_WORK TO DO_
Could you copy exactly the lines from the one containing "Put a single dot on each instance of the glossy" through the last line of the records below, leaving out any pictures?

[Part of a data file]
[Begin]
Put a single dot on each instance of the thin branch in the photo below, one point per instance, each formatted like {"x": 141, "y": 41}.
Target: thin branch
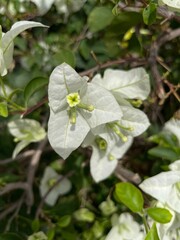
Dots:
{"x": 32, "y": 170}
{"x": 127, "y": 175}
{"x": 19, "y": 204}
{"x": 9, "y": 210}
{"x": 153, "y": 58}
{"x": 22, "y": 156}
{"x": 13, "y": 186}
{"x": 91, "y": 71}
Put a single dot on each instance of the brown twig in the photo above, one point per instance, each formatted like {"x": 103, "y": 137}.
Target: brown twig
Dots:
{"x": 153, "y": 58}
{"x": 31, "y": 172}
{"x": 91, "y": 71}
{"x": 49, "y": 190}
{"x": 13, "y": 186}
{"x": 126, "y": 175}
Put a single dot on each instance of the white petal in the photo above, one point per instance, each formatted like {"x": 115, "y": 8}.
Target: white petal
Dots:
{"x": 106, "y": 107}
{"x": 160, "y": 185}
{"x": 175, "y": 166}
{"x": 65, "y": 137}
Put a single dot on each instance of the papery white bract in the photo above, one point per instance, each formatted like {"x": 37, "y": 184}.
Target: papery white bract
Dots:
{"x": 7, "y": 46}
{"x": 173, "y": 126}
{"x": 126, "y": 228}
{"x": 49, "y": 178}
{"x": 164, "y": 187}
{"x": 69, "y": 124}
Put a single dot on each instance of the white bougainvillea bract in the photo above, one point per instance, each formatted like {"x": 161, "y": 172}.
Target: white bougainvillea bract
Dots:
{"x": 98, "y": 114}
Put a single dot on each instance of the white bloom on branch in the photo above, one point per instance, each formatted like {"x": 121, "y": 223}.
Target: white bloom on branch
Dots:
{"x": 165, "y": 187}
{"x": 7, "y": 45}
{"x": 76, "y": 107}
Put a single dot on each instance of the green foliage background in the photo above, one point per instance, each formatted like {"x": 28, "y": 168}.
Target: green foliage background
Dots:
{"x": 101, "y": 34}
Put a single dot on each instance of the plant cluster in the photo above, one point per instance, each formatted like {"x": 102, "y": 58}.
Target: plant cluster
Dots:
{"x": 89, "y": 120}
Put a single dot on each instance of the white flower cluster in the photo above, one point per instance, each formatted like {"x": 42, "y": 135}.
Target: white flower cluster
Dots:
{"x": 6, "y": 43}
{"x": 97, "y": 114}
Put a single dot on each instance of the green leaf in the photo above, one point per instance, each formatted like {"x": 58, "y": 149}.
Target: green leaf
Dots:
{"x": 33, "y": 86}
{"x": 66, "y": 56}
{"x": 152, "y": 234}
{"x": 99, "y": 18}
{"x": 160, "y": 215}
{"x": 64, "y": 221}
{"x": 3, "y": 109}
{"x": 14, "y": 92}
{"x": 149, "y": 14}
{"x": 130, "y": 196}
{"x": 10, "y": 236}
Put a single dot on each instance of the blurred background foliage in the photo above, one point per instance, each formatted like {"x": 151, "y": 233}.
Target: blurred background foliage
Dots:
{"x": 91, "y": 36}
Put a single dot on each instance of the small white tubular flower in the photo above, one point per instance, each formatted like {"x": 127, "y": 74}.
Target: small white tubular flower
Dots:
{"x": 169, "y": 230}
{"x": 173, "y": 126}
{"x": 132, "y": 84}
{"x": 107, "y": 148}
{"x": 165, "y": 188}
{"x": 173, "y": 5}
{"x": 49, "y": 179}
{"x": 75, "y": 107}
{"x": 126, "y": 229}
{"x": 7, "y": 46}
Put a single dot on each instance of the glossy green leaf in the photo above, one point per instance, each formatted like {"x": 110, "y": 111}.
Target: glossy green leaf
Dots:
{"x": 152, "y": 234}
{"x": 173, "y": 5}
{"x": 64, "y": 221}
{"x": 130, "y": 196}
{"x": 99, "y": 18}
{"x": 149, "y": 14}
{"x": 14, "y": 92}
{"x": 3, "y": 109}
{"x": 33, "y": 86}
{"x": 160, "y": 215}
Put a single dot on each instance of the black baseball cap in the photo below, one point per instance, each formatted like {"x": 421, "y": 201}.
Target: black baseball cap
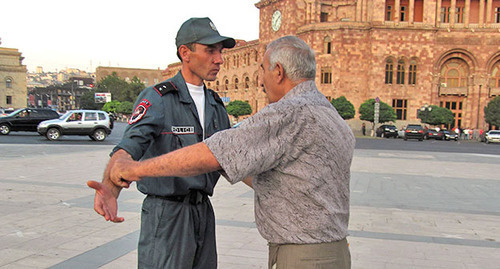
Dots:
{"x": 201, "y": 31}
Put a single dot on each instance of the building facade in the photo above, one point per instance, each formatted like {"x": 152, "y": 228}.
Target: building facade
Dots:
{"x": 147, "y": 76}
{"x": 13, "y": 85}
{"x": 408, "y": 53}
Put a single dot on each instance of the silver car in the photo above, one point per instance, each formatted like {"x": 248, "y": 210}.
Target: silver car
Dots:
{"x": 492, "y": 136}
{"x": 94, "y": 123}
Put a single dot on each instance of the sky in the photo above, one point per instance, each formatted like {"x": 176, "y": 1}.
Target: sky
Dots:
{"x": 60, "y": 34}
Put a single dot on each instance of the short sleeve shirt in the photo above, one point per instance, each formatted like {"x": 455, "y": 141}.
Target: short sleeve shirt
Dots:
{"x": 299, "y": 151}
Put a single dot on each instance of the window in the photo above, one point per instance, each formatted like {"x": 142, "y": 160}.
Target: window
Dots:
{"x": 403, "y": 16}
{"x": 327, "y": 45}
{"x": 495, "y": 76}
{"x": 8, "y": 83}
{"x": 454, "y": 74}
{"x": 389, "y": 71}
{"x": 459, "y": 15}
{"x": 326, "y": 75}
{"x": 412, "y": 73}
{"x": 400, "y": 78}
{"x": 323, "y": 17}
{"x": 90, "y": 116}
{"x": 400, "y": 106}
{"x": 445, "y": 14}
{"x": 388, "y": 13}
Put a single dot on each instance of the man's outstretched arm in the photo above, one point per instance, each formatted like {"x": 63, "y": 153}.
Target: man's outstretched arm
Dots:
[End]
_TASK ANSWER_
Put a single dot on each instance of the glossy green leaf in the photo above, one point per instance, each formatted like {"x": 110, "y": 111}.
Target: glossy green leaf
Dots:
{"x": 152, "y": 234}
{"x": 173, "y": 5}
{"x": 64, "y": 221}
{"x": 130, "y": 196}
{"x": 99, "y": 18}
{"x": 149, "y": 14}
{"x": 14, "y": 92}
{"x": 3, "y": 109}
{"x": 33, "y": 86}
{"x": 160, "y": 215}
Put a single dot on each instance of the black baseball cap in the photo below, one point per instance, each formatted like {"x": 421, "y": 201}.
Target: black baseball cap
Dots:
{"x": 201, "y": 31}
Put a single dot on each instance of the building facade in the photo above, one point per instance, each formatted like {"x": 152, "y": 228}.
Target: building facade
Dots:
{"x": 147, "y": 76}
{"x": 13, "y": 85}
{"x": 408, "y": 53}
Put a single dot on each instance of the silver car in the photo above, one point per instance, each formatted like {"x": 248, "y": 210}.
Target: silver car
Dots:
{"x": 492, "y": 136}
{"x": 94, "y": 123}
Put a single dot on each instance of the sky in the photo above, one point per instance, each formatted like {"x": 176, "y": 1}.
Target: sky
Dots:
{"x": 60, "y": 34}
Put a single dot on each instance of the short sleeve shirt in the photo above, one point per instance, each formatted like {"x": 455, "y": 141}.
Target: short sleeve shirt
Dots:
{"x": 299, "y": 151}
Put a single dot on each instance of the window in the photo above, one point per instance, each formatted like {"x": 142, "y": 160}.
Target: window
Dots:
{"x": 403, "y": 16}
{"x": 327, "y": 45}
{"x": 495, "y": 76}
{"x": 8, "y": 83}
{"x": 454, "y": 74}
{"x": 389, "y": 71}
{"x": 459, "y": 15}
{"x": 326, "y": 75}
{"x": 412, "y": 73}
{"x": 400, "y": 78}
{"x": 323, "y": 17}
{"x": 90, "y": 116}
{"x": 400, "y": 106}
{"x": 445, "y": 14}
{"x": 388, "y": 13}
Put a single dot on each instance of the man's outstretched arm in the photo above, one point per instance, each formatted like {"x": 63, "y": 153}.
Target: man's outstretched arm
Dots:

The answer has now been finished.